_TEXT PROVIDED_.
# Performance/prestige cars in highlands



## DE 1981 (Aug 17, 2007)

Anyone know of any performance/prestige car deallers in the highlands, around invernesshire etc


----------



## Alzay (Jul 16, 2008)

Morrison Motors Turriff. http://www.morrisonmotors.co.uk/
Dickson in Perth.


----------



## DE 1981 (Aug 17, 2007)

Cheers mate but morrisons are just north of Aberdeen im looking around the inverness area northwards


----------



## pete330 (Apr 18, 2006)

Nae much up there Boss
Hardly any petrol stations let alone garages


----------



## FlyingfocRS (Aug 15, 2007)

http://www.multimap.com/maps/?qs=in...nd, Inverness, Inverness-shire, Scotland, IV1
Harbour Hoad and Seafield road, that is the drag that has all the main dealers on it.
Audi, BM, Jag as well as everyone else except Merc who are out on Longman Road


----------



## slim_boy_fat (Jun 23, 2006)

There's a place at Lyanbryde, I've seen BMs etc there.

Can't recall garage name, but they advertise in the P & J


----------



## andyboygsi (Aug 30, 2007)

what about the tinternet, there are a few nice dealers in central sotland


----------



## stigy (Nov 5, 2008)

slim_boy_fat said:


> There's a place at Lyanbryde, I've seen BMs etc there.
> 
> Can't recall garage name, but they advertise in the P & J


http://www.autostationa96.co.uk/

or try

http://www.pickwickperformance.co.uk/

bit closer to you than invernees tho


----------



## dubnut71 (Jul 25, 2006)

Seem to be more Aberdeenshire based, I remember from my time in Aberdeen that Raymond at Sunnyhill in Turra had a good selection (I bought 3 from him over the years!)

As an Invernessian by birth I can tell ya that all thats on Harbour road is the main dealers (McRae and Dick for ford, landy, jag etc) and all the other brands like Hawco and Arnold Clark)

The boys from Inverness that want Porsche etc all have to travel to Cameron Motors in Perth or further. It seems like there are no hypercar dealers, I knew the Land Rover Principal there years back and at the time he sold the second highest number of Range Rovers in the global territory, second only to Dubai! There's money up in those estates and hunting lodges, every lord something or other seems to have a rangie tucked away up there, he was living like a king on the sales!!!!


----------



## extreme-detail (Nov 7, 2005)

trust me mate there is none

and stay well clear of henderson`s garage in nairn

was talking to my good mate at calterdon BMW dealer in inverness and they only have 11 used cars left and need more used stock


----------



## Clark @ PB (Mar 1, 2006)

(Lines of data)

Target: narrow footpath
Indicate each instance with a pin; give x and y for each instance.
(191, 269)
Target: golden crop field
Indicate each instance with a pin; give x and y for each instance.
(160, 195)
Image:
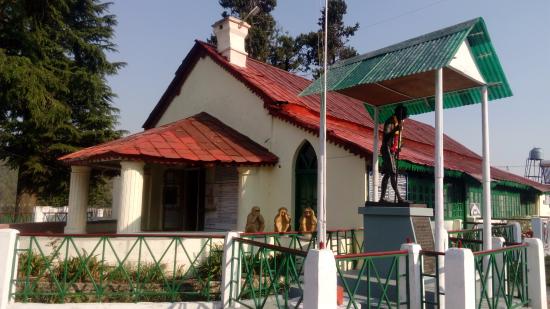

_EXERCISE INSTRUCTIONS_. In the forum thread on performance and prestige car dealers in the Highlands, which road is Merc on, apart from the other main dealers?

_THE COMPLETED TASK_. Longman Road.